- Directions -
Rewrite every row from the one containing "Seedling-scouting request: tag the blue sky" through the last row, requests included, and output only those rows. Multiply each coordinate in the answers by 1.75 and round it to a whole number, with halves rounding up.

- Materials provided -
***

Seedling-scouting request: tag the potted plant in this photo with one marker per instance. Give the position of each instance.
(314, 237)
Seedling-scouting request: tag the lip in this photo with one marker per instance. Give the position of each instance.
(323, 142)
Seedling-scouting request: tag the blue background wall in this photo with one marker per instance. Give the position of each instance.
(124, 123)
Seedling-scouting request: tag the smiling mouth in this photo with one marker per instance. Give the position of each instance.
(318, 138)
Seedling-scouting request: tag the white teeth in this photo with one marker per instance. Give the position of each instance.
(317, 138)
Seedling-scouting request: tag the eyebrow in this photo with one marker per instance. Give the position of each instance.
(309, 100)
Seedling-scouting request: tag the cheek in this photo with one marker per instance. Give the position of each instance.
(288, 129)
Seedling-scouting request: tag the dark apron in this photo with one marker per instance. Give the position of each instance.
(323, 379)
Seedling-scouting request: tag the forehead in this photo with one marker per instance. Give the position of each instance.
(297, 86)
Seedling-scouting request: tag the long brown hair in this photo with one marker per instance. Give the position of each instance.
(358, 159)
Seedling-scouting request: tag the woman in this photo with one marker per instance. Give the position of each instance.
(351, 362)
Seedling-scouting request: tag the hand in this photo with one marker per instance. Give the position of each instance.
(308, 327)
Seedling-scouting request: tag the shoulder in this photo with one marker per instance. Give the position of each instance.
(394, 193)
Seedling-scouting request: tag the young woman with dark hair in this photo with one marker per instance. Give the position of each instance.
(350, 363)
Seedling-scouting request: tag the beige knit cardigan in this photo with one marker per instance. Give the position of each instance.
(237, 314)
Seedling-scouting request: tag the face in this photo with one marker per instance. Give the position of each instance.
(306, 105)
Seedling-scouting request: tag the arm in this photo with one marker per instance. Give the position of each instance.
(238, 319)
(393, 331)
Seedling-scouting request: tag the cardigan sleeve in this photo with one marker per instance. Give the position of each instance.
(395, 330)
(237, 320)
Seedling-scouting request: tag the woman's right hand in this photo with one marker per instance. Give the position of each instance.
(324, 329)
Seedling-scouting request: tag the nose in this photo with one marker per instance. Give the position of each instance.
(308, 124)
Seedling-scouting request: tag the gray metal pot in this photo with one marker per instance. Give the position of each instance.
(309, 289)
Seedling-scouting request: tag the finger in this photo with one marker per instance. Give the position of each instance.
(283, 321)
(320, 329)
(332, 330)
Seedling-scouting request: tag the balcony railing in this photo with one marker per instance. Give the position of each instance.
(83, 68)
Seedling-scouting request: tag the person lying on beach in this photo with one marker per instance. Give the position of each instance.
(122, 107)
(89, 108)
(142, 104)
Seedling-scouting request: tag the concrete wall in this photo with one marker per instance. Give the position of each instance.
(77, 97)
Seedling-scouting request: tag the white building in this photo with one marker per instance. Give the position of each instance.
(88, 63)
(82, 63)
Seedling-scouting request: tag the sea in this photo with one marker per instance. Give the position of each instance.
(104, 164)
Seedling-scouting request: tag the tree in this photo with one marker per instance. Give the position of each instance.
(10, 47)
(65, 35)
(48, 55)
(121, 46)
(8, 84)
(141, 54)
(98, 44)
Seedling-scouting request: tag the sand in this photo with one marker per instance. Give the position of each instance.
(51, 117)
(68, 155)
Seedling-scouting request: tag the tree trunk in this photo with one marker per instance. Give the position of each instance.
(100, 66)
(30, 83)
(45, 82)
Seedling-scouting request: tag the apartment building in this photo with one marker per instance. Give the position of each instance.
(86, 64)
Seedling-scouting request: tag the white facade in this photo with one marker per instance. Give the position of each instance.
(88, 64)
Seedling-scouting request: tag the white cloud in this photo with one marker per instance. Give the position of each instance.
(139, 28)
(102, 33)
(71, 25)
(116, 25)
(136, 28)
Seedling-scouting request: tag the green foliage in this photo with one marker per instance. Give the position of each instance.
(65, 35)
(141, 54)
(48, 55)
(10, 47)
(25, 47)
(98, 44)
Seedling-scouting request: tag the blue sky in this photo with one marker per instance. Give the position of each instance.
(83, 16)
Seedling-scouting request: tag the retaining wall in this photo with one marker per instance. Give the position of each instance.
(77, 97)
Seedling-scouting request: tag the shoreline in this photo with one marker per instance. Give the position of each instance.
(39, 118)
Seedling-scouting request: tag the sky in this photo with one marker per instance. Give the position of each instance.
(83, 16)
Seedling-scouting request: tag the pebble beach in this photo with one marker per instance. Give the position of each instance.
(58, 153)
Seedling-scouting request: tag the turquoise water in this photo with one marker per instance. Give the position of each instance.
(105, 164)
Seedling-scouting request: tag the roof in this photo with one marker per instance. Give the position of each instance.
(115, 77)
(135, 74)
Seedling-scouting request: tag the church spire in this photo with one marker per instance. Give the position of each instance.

***

- Result for this exercise -
Seedling-scouting request: tag the blue sky in this photo with one marker per instance. Give the position of each instance.
(145, 28)
Seedling-scouting request: tag the retaining wall in this photo with one marker per instance. Give the position of each instance.
(135, 170)
Seedling-scouting request: tag the shoreline in this photo with one marker per instance. Give the position of each instance.
(68, 207)
Seedling-scouting request: tag the sky in this photo with one marker per instance. Give the position of each instance.
(145, 28)
Seedling-scouting request: tag the pebble beach in this photo with one marker per instance. Give the position of each instance.
(102, 268)
Seedling-scouting request: tag the turquoise water in this photo with one marker per instance. Give the position of each instance.
(184, 287)
Seedling-scouting request: tag the roof in this photo with one marker per instance. Give the position of each instance.
(201, 135)
(236, 130)
Seedling-scouting request: tag the church spire in this photo with one marker per instance. Give the position of each instance.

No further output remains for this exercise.